§ **Work order**:
Your task is to find every line of the data that holds the string "Query" and copy it.

§ **Dataset**:
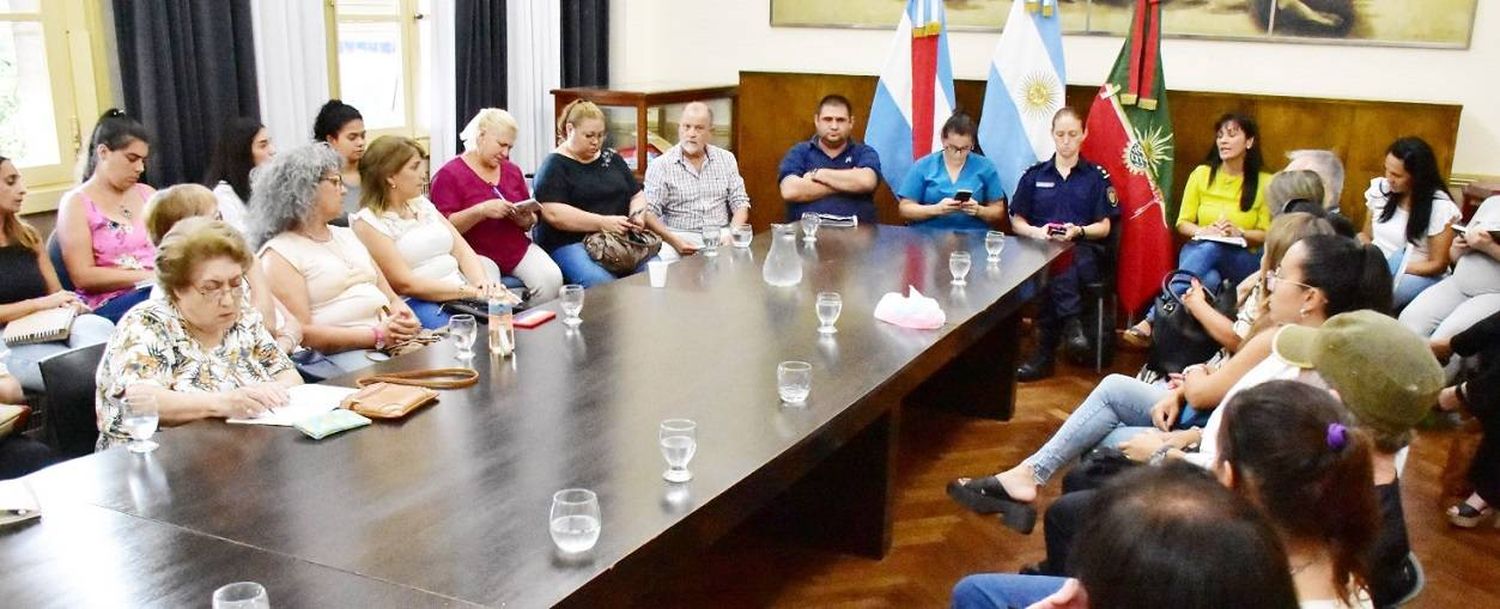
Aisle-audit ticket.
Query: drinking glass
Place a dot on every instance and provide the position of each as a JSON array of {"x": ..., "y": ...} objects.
---
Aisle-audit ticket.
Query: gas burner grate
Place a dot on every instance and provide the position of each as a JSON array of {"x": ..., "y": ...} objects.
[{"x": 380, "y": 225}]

§ **Answer for this exercise**:
Query: drinking glass
Query: gas burner grate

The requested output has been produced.